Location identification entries
▼
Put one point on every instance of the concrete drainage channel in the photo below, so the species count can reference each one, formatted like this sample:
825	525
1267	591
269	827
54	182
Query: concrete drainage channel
▲
◆ THE PROBLEM:
Reproduce every line above, word for word.

◆ COMPLETE OUTPUT:
Put one point on every instance of the concrete drainage channel in the photo below, so the species count can reference each one, formatted like this sample:
825	525
1267	591
269	827
54	182
Query: concrete drainage channel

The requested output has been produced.